* **Your objective**:
Your answer must be every line of the data that contains "green".

* **Records for the task**:
BEGIN

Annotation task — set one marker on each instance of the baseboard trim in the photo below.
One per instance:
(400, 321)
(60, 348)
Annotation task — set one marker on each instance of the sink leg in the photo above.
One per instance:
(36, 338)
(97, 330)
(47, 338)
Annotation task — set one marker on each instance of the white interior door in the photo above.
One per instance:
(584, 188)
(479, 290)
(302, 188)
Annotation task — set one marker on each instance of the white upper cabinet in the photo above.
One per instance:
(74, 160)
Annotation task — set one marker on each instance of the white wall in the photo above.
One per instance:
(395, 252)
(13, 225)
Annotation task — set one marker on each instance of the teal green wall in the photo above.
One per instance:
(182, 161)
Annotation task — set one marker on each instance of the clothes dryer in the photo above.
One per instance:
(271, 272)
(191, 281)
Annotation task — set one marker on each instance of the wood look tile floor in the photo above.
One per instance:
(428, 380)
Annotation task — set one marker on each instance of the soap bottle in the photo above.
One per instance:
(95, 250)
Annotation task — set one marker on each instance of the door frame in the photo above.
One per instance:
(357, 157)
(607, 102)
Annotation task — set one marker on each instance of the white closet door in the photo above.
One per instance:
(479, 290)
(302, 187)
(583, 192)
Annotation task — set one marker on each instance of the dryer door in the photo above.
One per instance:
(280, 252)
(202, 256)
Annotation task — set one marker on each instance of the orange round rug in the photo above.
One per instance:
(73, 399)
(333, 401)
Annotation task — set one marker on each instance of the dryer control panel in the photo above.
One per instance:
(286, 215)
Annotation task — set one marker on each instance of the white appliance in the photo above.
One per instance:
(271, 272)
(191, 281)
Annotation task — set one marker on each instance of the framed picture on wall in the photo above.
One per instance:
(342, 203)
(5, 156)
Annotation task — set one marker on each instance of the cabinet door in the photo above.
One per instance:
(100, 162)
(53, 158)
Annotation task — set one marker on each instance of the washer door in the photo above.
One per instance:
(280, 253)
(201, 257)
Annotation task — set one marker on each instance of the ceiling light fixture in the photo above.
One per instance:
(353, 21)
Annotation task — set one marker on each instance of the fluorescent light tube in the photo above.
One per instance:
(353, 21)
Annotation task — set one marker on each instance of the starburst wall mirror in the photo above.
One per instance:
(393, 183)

END
BEGIN

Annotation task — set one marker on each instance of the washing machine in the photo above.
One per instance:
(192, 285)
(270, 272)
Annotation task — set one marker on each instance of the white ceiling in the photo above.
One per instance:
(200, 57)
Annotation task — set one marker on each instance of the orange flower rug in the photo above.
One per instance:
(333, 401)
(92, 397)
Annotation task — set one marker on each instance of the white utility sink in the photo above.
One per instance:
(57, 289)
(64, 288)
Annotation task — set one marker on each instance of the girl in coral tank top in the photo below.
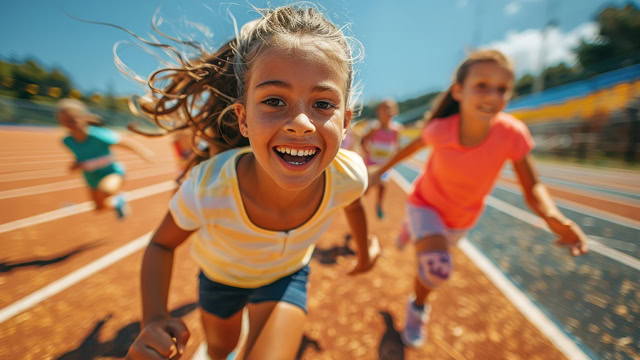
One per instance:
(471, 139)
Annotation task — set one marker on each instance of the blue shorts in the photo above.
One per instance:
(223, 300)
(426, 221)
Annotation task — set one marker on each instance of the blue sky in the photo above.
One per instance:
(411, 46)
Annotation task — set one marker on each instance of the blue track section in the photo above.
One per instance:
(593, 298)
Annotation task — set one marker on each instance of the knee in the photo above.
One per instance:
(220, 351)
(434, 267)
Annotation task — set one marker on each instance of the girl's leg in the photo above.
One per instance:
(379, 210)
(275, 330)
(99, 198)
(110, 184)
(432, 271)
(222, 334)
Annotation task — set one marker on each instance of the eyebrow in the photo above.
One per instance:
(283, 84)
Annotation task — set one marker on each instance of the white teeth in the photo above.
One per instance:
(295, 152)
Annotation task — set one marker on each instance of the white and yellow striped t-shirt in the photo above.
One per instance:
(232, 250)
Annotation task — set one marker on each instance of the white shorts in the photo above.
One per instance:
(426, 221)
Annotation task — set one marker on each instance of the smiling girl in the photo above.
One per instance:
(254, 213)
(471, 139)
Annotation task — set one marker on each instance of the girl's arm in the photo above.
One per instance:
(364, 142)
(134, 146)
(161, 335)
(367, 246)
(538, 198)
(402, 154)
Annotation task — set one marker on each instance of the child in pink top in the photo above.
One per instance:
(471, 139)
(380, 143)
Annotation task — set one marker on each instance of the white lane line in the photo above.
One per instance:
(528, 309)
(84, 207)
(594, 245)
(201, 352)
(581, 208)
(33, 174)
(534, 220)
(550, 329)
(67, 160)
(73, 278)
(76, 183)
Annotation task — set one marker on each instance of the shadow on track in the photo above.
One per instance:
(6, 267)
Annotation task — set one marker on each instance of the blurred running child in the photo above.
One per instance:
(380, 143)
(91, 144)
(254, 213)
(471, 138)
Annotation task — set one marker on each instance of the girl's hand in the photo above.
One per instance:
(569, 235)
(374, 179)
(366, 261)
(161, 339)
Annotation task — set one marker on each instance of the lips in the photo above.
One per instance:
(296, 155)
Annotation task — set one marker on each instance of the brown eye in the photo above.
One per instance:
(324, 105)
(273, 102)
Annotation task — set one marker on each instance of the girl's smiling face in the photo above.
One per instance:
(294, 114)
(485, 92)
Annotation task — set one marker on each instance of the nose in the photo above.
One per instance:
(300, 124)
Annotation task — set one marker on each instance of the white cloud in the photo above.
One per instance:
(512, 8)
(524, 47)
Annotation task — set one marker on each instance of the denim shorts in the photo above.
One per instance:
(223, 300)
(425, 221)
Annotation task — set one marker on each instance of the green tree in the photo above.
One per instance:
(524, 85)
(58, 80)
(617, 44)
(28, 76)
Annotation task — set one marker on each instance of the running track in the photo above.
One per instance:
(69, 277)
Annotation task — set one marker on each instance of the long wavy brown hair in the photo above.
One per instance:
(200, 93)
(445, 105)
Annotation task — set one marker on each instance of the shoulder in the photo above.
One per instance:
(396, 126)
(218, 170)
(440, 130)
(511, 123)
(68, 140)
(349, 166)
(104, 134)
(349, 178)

END
BEGIN

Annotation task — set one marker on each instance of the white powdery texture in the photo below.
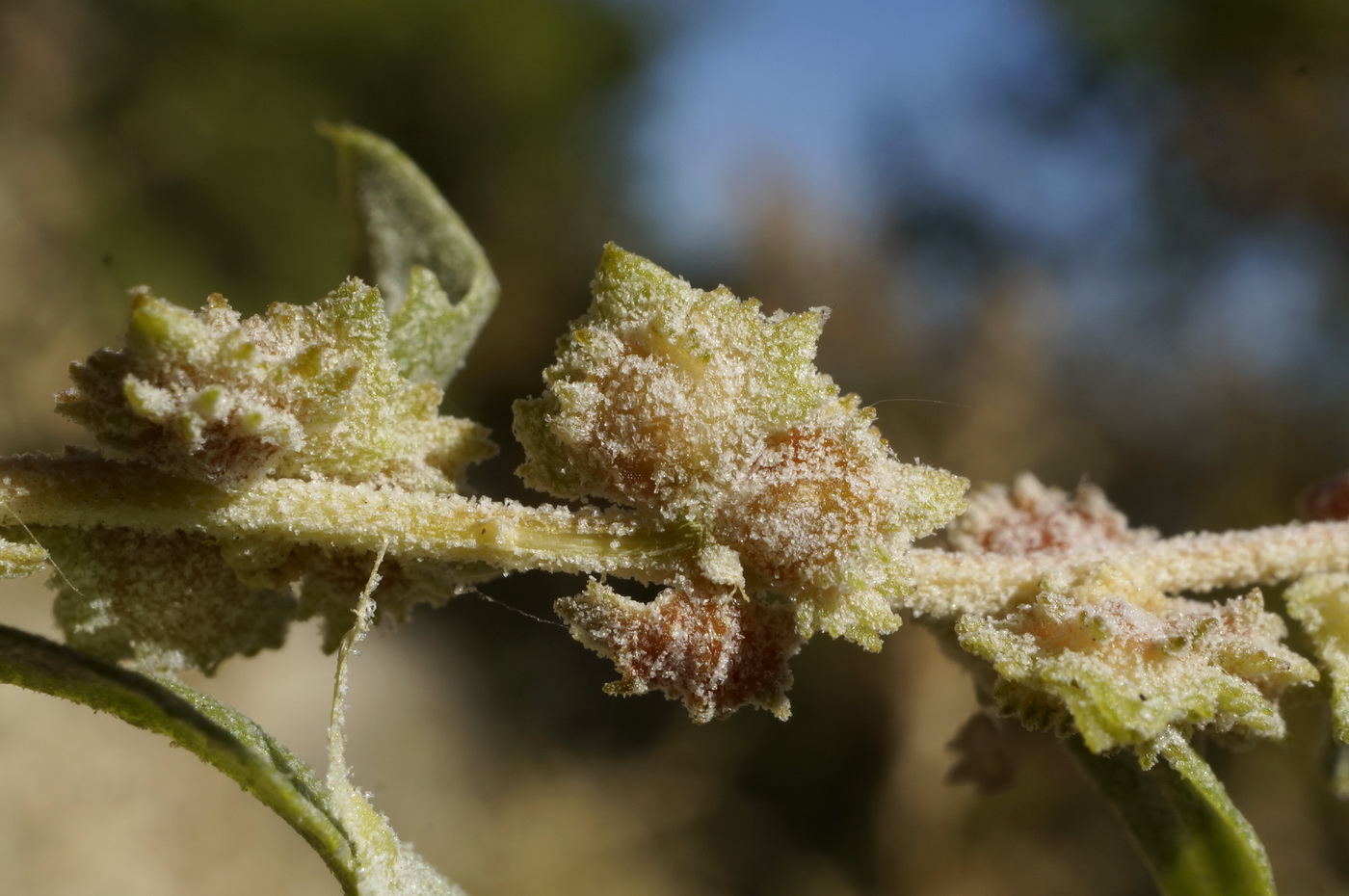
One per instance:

END

* **Task output**:
Annotation task — set one marker on each instance of the teal green wall in the photo above.
Annotation task — set one marker on each instance of the green tree in the photo above.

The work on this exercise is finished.